Задание 1 —
Оформи в виде нумерованного списка строки перечня от его начала до строки с "box: [0, 1, 400, 309]" включительно, опустив пустые строки.

Исходный текст —
********

Читаем Жизнь по-американски полностью

Однажды вечером — я уже собирался лечь спать — в мою дверь постучали. Было это во время забастовки. Посмотрев в дверной глазок, я увидел двух мужчин с удостоверениями ФБР. Я открыл дверь, и они попросили разрешения войти, чтобы задать несколько вопросов. Я пригласил их в дом, поинтересовавшись между делом, что же такое может быть известно мне, чего не знало бы ФБР. В ответ я услышал следующее: "Любой человек, которого так, как вас, ненавидят коммунисты, может быть нам полезен". Фраза показалась мне любопытной, и я попросил объяснить поподробнее, что она означает.

Мне ответили, что на собрании членов коммунистической партии в Лос-Анджелесе, состоявшемся на днях, выплыло и мое имя (сказанное, без сомнения, означало, что на собрании присутствовали и люди из ФБР). Один из выступавших на этом партийном сборище в сердцах заявил: "Черт побери, собираемся мы заняться этим ублюдком Рейганом или нет?"

Мои визитеры рассказали мне о расследованиях ФБР, доказавших, что коммунисты пытались взять контроль над "живой рабочей силой" в Голливуде, чтобы влиять на содержание его фильмов. Удобным каналом для осуществления этой цели оказались несколько довольно известных голливудских киносценаристов, которые либо состояли в компартии, либо сочувствовали ей. Под конец сотрудники ФБР попросили разрешения время от времени встречаться со мной, чтобы обсуждать развитие событий в Голливуде. Я не возражал.

Вскоре после этого визита я получил приглашение занять одно из вакантных мест в совете директоров Голливудского комитета независимых граждан по искусству, наукам и профессиональному обучению. Эта организация, хорошо известная по начальным буквам слов, входящих в ее название, — КНГИНП, — начала свое существование в годы правления президента Франклина Д. Рузвельта, поддерживала его политику и пользовалась заслуженной известностью и авторитетом, привлекшим в ее ряды немало громких имен в Голливуде.

Подобно другим организациям, членом которых я состоял, этот комитет торжественно обещал бороться с любыми проявлениями фашизма и защищать наши социальные и национальные завоевания. Я чувствовал себя весьма польщенным этим предложением и едва мог дождаться первой встречи с его руководителями.

На совещании присутствовали около шестидесяти членов совета, большую часть которых я не знал. Напротив них за столом расположились совершенно неизвестные мне члены исполнительного комитета. По мере того как собрание стало набирать силу, я почувствовал легкое раздражение тем, как оно ведется. Решался деловой вопрос, как вдруг один из присутствующих заметил: "Ну, едва ли нужно обсуждать эту проблему всем собранием. Исполнительный комитет вполне может взять ее на себя". Второй момент, откровенно не понравившийся мне, был связан с выступлением Джимми Рузвельта, сына президента Рузвельта и моего знакомого. Джимми сказал, что организации, подобные нашей, должны проявлять бдительность и не допускать влияния людей, симпатизирующих коммунистам. Эти слова вызвали в адрес Джимми буквально шквал обвинений, и достаточно резких, со стороны некоторых крупных голливудских сценаристов. Доур Скэри, глава студии "Метро Голду ин Майер", сидел рядом со мной. Я толкнул легонько его локтем в бок и спросил: "А где остальные члены совета? Где руководители студий? Почему их нет?" Доур удивленно взглянул на меня, склонился к моему уху и шепнул: "Загляни после собрания к Оливии де Хэвиленд".

********

Исходный перечень —
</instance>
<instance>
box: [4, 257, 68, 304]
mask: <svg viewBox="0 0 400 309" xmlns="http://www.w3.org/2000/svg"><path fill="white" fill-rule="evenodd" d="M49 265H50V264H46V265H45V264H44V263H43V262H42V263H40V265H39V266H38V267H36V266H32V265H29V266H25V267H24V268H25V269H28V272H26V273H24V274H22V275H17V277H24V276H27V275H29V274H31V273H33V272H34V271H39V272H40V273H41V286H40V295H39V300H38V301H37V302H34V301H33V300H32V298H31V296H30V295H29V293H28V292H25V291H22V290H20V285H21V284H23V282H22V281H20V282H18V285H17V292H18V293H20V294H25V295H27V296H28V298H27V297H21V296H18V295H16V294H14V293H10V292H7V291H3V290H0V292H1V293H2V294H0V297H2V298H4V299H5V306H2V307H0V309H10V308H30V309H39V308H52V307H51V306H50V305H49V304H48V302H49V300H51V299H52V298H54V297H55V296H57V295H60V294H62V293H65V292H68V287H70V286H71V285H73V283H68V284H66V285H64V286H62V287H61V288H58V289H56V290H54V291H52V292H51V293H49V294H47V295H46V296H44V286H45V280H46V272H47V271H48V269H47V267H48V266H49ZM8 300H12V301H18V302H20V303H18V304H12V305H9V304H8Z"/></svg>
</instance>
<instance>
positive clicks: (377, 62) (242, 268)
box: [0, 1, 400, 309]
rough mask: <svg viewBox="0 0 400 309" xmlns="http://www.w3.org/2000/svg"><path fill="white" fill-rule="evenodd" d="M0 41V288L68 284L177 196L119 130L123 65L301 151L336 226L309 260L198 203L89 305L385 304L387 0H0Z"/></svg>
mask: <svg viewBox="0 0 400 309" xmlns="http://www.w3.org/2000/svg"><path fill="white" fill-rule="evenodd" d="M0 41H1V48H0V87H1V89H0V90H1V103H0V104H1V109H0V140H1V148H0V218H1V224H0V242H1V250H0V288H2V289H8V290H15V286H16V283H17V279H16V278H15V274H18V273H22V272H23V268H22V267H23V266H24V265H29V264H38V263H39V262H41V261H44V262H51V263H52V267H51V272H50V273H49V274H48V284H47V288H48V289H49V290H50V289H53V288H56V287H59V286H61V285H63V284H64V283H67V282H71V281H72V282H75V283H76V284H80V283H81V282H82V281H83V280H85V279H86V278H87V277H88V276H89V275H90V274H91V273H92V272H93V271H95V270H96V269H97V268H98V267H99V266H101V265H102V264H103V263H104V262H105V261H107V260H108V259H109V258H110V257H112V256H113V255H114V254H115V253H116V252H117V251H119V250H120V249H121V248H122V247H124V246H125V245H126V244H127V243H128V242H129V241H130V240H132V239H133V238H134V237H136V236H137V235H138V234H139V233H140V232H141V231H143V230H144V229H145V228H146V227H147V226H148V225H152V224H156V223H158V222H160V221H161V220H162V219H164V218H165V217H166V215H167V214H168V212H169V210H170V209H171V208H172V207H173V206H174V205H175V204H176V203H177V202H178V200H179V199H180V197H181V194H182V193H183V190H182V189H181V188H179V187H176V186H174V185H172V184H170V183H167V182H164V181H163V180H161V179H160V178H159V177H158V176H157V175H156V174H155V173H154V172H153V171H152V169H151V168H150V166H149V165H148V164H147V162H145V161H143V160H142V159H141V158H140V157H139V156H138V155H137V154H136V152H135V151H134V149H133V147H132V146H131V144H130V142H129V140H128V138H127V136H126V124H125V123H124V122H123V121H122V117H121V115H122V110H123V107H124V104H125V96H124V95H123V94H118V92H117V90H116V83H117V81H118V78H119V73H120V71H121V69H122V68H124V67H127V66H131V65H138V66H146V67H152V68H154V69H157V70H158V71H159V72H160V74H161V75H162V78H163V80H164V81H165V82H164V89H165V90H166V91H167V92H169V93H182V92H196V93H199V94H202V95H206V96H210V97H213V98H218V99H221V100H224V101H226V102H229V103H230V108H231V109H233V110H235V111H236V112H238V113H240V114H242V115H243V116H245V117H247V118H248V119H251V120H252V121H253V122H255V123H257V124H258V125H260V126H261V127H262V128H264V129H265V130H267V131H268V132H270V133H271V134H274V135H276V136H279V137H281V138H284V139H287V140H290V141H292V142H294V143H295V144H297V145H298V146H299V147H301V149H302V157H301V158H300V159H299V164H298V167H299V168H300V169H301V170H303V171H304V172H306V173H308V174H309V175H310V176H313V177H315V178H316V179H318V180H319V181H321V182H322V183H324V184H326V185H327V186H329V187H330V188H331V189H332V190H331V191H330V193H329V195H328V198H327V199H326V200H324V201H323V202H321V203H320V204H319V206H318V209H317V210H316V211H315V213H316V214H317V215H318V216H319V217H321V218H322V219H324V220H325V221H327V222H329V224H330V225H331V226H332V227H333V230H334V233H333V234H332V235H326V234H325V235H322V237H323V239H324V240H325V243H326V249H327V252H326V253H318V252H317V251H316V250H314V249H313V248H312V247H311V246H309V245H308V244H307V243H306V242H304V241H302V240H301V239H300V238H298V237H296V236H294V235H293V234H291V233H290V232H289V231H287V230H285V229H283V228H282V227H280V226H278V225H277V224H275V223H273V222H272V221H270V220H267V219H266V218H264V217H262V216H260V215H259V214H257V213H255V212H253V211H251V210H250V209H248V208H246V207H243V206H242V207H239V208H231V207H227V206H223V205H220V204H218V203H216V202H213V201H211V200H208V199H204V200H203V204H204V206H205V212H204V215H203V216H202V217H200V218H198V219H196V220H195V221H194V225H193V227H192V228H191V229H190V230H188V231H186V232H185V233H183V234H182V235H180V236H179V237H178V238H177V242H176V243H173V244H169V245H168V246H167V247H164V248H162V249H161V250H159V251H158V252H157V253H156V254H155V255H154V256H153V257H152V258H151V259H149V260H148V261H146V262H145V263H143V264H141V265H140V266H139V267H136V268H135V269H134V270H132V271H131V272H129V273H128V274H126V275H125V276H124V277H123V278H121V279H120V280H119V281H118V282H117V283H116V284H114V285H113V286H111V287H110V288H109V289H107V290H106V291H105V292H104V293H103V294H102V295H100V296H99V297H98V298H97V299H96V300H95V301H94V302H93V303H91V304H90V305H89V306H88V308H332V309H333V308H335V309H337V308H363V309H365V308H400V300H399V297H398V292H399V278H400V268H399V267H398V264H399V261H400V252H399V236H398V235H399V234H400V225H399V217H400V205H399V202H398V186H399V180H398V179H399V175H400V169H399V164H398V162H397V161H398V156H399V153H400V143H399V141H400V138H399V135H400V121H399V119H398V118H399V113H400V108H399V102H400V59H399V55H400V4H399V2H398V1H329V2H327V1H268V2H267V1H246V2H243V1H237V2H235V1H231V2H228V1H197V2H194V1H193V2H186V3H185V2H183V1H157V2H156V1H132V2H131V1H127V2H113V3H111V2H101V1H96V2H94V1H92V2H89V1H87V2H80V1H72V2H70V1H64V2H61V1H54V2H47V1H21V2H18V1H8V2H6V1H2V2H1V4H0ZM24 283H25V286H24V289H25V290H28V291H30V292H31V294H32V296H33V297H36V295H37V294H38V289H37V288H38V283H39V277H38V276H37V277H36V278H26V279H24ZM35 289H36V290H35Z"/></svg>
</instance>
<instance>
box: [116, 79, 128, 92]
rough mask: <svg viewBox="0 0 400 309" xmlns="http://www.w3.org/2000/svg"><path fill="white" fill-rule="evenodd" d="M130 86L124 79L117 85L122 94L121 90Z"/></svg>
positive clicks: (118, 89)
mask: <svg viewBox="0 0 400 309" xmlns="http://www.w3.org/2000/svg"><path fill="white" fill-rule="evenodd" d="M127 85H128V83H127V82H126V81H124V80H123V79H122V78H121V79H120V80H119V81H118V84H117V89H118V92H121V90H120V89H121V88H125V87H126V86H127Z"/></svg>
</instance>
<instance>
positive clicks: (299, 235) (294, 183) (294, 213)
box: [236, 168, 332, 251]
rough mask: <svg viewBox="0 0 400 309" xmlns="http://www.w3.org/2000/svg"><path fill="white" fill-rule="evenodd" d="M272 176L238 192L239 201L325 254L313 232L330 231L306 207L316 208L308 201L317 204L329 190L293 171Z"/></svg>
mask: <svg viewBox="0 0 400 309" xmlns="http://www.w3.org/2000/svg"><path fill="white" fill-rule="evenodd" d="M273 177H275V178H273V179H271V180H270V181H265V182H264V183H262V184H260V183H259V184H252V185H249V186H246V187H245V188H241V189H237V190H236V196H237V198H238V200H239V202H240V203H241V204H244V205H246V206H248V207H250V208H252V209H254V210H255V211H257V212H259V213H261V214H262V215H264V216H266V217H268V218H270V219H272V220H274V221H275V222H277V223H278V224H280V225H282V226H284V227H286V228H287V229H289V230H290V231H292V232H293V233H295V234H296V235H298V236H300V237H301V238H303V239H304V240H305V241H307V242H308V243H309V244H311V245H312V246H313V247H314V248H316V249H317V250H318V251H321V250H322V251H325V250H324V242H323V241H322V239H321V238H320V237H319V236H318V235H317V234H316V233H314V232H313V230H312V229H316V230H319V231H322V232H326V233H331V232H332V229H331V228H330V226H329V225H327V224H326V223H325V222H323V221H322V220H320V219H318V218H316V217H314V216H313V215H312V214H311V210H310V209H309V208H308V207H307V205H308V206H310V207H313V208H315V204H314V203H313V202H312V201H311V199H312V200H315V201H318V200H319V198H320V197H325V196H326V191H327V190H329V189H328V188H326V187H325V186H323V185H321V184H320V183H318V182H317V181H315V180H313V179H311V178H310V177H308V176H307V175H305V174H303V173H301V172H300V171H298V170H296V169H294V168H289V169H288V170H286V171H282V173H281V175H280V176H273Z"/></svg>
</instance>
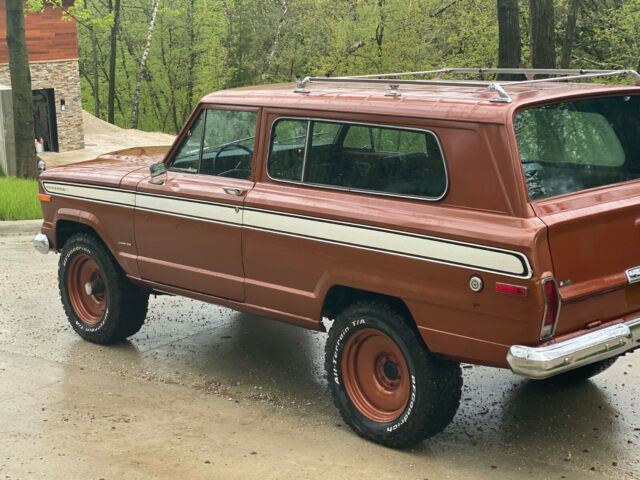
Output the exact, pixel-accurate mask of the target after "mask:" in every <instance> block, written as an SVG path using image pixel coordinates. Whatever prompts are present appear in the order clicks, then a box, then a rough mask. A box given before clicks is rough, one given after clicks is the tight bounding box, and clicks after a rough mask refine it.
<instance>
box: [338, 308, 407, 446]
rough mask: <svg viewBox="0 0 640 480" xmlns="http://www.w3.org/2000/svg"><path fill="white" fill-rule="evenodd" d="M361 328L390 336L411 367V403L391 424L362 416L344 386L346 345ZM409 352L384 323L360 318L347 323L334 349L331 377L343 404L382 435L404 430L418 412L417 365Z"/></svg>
mask: <svg viewBox="0 0 640 480" xmlns="http://www.w3.org/2000/svg"><path fill="white" fill-rule="evenodd" d="M361 328H376V329H378V330H381V331H382V332H384V333H385V334H387V335H389V336H390V337H391V338H392V339H393V340H394V342H396V343H397V344H398V346H399V347H400V349H401V351H402V353H403V355H405V359H406V361H407V365H408V367H409V372H410V376H411V382H410V389H411V393H410V398H409V403H408V405H407V407H406V409H405V411H404V412H403V413H402V415H400V417H399V418H398V419H396V420H394V421H393V422H391V423H376V422H374V421H372V420H370V419H368V418H366V417H364V415H362V414H361V413H360V412H359V411H358V410H357V409H356V408H355V407H354V406H352V404H351V399H350V398H349V396H348V394H347V392H346V390H345V389H344V386H343V384H342V367H341V361H342V353H343V350H344V344H345V342H346V340H347V338H348V337H350V336H351V335H353V334H355V333H356V332H357V331H358V330H359V329H361ZM408 353H409V352H407V351H406V349H405V348H404V347H403V345H402V343H401V342H399V341H398V338H396V336H395V334H394V333H393V331H391V330H390V329H387V328H384V322H382V321H379V320H377V319H372V320H371V321H368V320H367V319H364V318H359V319H357V320H352V321H349V322H348V323H347V325H346V326H345V327H344V328H343V329H342V331H340V333H339V335H338V337H337V340H336V342H335V346H334V348H333V353H332V357H331V367H332V371H331V376H332V377H333V378H332V383H334V384H335V388H336V389H337V390H338V392H339V394H340V396H341V397H342V398H343V400H342V401H343V402H346V403H348V404H349V405H350V408H351V409H352V410H353V411H354V412H355V413H356V415H358V417H360V418H361V421H362V422H363V423H365V424H367V425H368V428H372V429H375V430H377V431H379V432H380V433H387V434H396V433H397V432H398V431H399V430H402V427H403V426H404V425H405V424H406V423H407V422H408V421H409V420H410V419H411V417H412V416H413V413H414V412H415V411H416V406H417V397H418V389H417V379H416V375H415V365H414V363H413V361H412V359H411V357H410V356H409V354H408Z"/></svg>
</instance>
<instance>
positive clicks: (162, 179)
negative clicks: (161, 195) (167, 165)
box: [149, 162, 167, 185]
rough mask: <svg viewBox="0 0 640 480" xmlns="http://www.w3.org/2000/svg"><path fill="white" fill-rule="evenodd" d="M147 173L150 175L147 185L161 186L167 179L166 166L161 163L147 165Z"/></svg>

********

Задание 2 —
Перепиши фрагмент отрывка от слов "Вскоре после этого" до слов "с его руководителями." включительно, заменив "Голливуде" на "Лос-Анджелесе".

Ответ 1 —
1. </instance>
2. <instance>
3. box: [4, 257, 68, 304]
4. mask: <svg viewBox="0 0 400 309" xmlns="http://www.w3.org/2000/svg"><path fill="white" fill-rule="evenodd" d="M49 265H50V264H46V265H45V264H44V263H43V262H42V263H40V265H39V266H38V267H36V266H32V265H29V266H25V267H24V268H25V269H28V272H26V273H24V274H22V275H17V277H24V276H27V275H29V274H31V273H33V272H34V271H39V272H40V273H41V286H40V295H39V300H38V301H37V302H34V301H33V300H32V298H31V296H30V295H29V293H28V292H25V291H22V290H20V285H21V284H23V282H22V281H20V282H18V285H17V292H18V293H20V294H25V295H27V296H28V298H27V297H21V296H18V295H16V294H14V293H10V292H7V291H3V290H0V292H1V293H2V294H0V297H2V298H4V299H5V306H2V307H0V309H10V308H30V309H39V308H52V307H51V306H50V305H49V304H48V302H49V300H51V299H52V298H54V297H55V296H57V295H60V294H62V293H65V292H68V287H70V286H71V285H73V283H68V284H66V285H64V286H62V287H61V288H58V289H56V290H54V291H52V292H51V293H49V294H47V295H46V296H44V286H45V280H46V272H47V271H48V269H47V267H48V266H49ZM8 300H12V301H18V302H20V303H18V304H12V305H9V304H8Z"/></svg>
5. </instance>
6. <instance>
7. positive clicks: (377, 62) (242, 268)
8. box: [0, 1, 400, 309]

Ответ 2 —
Вскоре после этого визита я получил приглашение занять одно из вакантных мест в совете директоров Голливудского комитета независимых граждан по искусству, наукам и профессиональному обучению. Эта организация, хорошо известная по начальным буквам слов, входящих в ее название, — КНГИНП, — начала свое существование в годы правления президента Франклина Д. Рузвельта, поддерживала его политику и пользовалась заслуженной известностью и авторитетом, привлекшим в ее ряды немало громких имен в Лос-Анджелесе.

Подобно другим организациям, членом которых я состоял, этот комитет торжественно обещал бороться с любыми проявлениями фашизма и защищать наши социальные и национальные завоевания. Я чувствовал себя весьма польщенным этим предложением и едва мог дождаться первой встречи с его руководителями.